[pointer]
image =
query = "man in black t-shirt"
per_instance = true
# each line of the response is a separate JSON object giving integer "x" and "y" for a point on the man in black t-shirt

══════════

Your instructions: Determine how many lines in the data contain the string "black", and give the number only.

Answer area: 2